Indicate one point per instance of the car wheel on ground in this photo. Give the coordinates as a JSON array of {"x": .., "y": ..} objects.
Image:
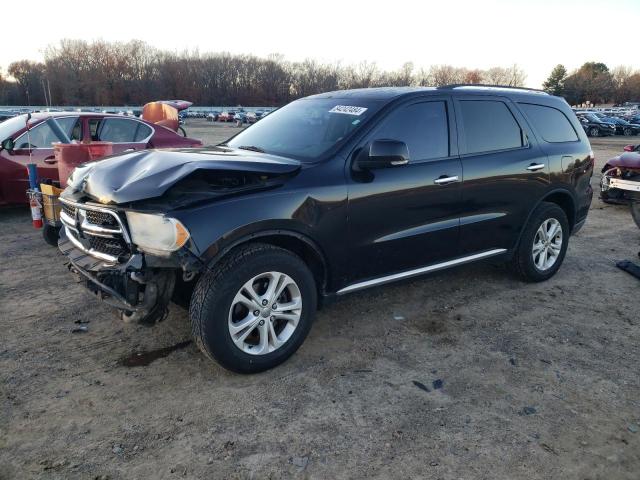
[
  {"x": 254, "y": 309},
  {"x": 543, "y": 244}
]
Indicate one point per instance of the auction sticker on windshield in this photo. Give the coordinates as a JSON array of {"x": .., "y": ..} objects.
[{"x": 348, "y": 110}]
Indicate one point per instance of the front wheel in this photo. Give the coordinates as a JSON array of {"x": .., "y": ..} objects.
[
  {"x": 543, "y": 244},
  {"x": 635, "y": 212},
  {"x": 254, "y": 309}
]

# YOUR OBJECTIVE
Could you repeat the listing above exactly, omitting its pictures?

# TASK SOLUTION
Indicate one point per instance of the car wheel on ground in this photo. Give the coordinates as a JSON array of {"x": .., "y": ..} objects.
Image:
[
  {"x": 254, "y": 309},
  {"x": 543, "y": 244}
]
Indicate one point per instance of the auction sticker on windshield in this photo. Give the coordinates as a JSON array of {"x": .., "y": ..} objects.
[{"x": 348, "y": 110}]
Indicate one point per instance of the front wheel in this photo. Give the coordinates as a JSON array of {"x": .., "y": ..} objects.
[
  {"x": 543, "y": 244},
  {"x": 635, "y": 212},
  {"x": 254, "y": 309}
]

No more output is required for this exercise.